One possible answer to the "why" question is that the sort of modifications the bankruptcy court mentioned are authorized by the parties' unanimous consent, express or implied. Doctrines such as law of the case or judicial estoppel, see In re Hovis , 356 F.3d 820 (7th Cir. 2004), may be waived or forfeited, as may rules such as claim or issue preclusion. Time limits on judicial action likewise may be waived or forfeited. (There is an exception for jurisdictional limits, but no one contends that any jurisdictional doctrine forbids the modification of a Chapter 13 plan.) The problem with relying on consent, however, is that Wisconsin didn't. It objected in the bankruptcy court to any modification of its priority.

Section 1329 and consent do not exhaust the possibilities for authorized change. We have mentioned Civil Rule 60, which applies in bankruptcy:

Rule 60 F.R.Civ.P. applies in cases under the Code except that (1) a motion to reopen a case under the Code or for the reconsideration of an order allowing or disallowing a claim against the estate entered without a contest is not subject to the one year limitation prescribed in Rule 60(c), (2) a complaint to revoke a discharge in a chapter 7 liquidation case may be filed only within the time allowed by § 727(e) of the Code, and (3) a complaint to revoke an order confirming a plan may be filed only within the time allowed by § 1144, § 1230, or § 1330. In some circumstances, Rule 8008 governs post-judgment motion practice after an appeal has been docketed and is pending.

Fed. R. Bankr. P. 9024. And one part of Rule 60 seems addressed directly to the Terrells' situation. Rule 60(b)(1) permits relief from a judgment that was attributable to "mistake, inadvertence, surprise, or excusable neglect". The "mistake" underlying the Terrells' original plan was their assumption, shared by the bankruptcy court, that a state's effort to recoup overpaid public benefits is entitled to priority under § 507(a)(1)(B). Dennis , decided four months later, holds otherwise, so the assumption turned out to have been a mistake.

• _WHAT IS BEING ASKED_:
Continue the text on modifying a Chapter 13 plan from where it stops.

• _PROVIDED RECORDS_:
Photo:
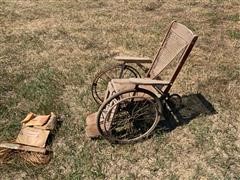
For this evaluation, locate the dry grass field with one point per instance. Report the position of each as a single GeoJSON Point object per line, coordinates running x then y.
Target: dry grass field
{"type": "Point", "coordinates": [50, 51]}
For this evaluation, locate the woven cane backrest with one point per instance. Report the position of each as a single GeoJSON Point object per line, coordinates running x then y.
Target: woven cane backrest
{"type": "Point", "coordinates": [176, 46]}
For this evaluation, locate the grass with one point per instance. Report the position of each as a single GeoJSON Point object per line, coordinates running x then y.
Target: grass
--
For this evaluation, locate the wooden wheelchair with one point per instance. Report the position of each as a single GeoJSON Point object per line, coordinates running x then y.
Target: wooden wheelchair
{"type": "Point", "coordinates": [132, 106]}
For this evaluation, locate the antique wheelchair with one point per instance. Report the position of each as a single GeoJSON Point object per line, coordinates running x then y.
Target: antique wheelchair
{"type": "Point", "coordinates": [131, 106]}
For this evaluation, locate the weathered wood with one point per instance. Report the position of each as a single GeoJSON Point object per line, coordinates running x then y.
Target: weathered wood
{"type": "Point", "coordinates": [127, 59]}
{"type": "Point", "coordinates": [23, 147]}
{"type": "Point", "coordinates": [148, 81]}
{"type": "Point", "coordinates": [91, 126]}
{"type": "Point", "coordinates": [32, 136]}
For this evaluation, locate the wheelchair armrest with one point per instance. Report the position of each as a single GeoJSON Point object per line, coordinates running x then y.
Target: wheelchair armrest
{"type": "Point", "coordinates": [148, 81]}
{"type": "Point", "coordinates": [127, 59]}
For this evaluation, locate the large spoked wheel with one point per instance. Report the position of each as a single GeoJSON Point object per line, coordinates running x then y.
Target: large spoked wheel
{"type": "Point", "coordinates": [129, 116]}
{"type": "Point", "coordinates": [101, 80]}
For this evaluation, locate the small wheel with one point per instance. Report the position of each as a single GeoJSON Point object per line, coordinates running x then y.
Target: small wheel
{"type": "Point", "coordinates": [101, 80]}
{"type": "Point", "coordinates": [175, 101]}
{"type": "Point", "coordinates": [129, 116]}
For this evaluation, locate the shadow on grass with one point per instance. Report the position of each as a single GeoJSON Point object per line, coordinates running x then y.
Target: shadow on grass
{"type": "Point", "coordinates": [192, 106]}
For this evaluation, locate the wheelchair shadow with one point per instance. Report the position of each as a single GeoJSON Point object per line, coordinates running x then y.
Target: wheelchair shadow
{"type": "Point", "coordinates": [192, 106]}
---
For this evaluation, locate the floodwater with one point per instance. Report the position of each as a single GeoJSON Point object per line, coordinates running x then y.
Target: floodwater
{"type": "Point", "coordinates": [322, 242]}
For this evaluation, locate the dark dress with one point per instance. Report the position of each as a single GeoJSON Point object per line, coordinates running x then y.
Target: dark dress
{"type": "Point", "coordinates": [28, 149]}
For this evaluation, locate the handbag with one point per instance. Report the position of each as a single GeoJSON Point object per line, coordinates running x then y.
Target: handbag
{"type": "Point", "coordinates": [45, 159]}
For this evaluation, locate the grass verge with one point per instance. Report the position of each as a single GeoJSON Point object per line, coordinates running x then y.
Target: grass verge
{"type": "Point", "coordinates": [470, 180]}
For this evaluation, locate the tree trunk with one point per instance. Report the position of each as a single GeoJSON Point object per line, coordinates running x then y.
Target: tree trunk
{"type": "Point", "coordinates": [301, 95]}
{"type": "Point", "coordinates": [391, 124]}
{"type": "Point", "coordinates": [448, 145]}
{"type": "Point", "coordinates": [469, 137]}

• _ANSWER TO THE PROBLEM_:
Until recently the courts of appeals disagreed about whether Rule 60(b)(1) refers to legal mistakes, factual mistakes, or some mixture of these. Kemp v. United States , ––– U.S. ––––, 142 S. Ct. 1856, ––– L.Ed.2d –––– (2022), holds that it includes all kinds of mistakes. But this is not the blessing the Terrells need, for Rule 60(c) sets a one-year time limit on relief under Rule 60(b)(1), and Kemp holds that this time limit precludes the possibility of relief under the subsections of Rule 60 that lack an outer time for modification. The Terrells could have sought timely relief under Rule 60(b)(1) -when Dennis was decided, that year had more than seven months left to go-but they did not. They took almost two years from the plan's confirmation and more than 16 months from the earlier modification to reflect the elimination of the auto loan.

Bankruptcy Rule 9024(1) says that the time limits in Civil Rule 60(c) do not apply to "a motion to reopen a case under the Code or for the reconsideration of an order allowing or disallowing a claim against the estate entered without a contest". Neither of these provisos helps the Terrells. They did not ask the bankruptcy court to reopen their case, nor did they seek reconsideration of an order allowing a claim without a contest. The Terrells themselves proposed Wisconsin's debt as a priority claim; it was not approved behind their backs.

Justice Sotomayor filed a concurring opinion in Kemp suggesting that a legal error might be fixed under Rule 60(b)(6), the residual category that may be invoked within any reasonable time, if a change of law has produced "extraordinary circumstances". She pointed to Buck v. Davis , ––– U.S. ––––, 137 S. Ct. 759, 777–80, 197 L.Ed.2d 1 (2017), and Gonzalez v. Crosby , 545 U.S. 524, 531, 125 S.Ct. 2641, 162 L.Ed.2d 480 (2005), as examples. (The "extraordinary circumstances" threshold appears in Gonzalez and was repeated in Buck. ) It is not clear that these decisions, which did not mention Rule 60(b)(1) or Rule 60(c), survived Kemp —the majority neither endorsed nor critiqued Justice Sotomayor's statement—but, even if they did, they do not help the Terrells. Dennis did not change the law of the Seventh Circuit. Rather, it considered and resolved an issue of first impression. There's nothing extraordinary about such a decision, nor is there a norm in civil litigation that old judgments be reopened to take account of new appellate decisions. Gonzalez itself said that this should not be done routinely. See also, e.g., Federated Department Stores, Inc. v. Moitie , 452 U.S. 394, 101 S.Ct. 2424, 69 L.Ed.2d 103 (1981). That's not all. Rule 60(c) tells us that motions under the Rule 60(b)(6) catch-all must be made within a reasonable time. It is hard to see the time the Terrells took after Dennis , more than 17 months, as reasonable.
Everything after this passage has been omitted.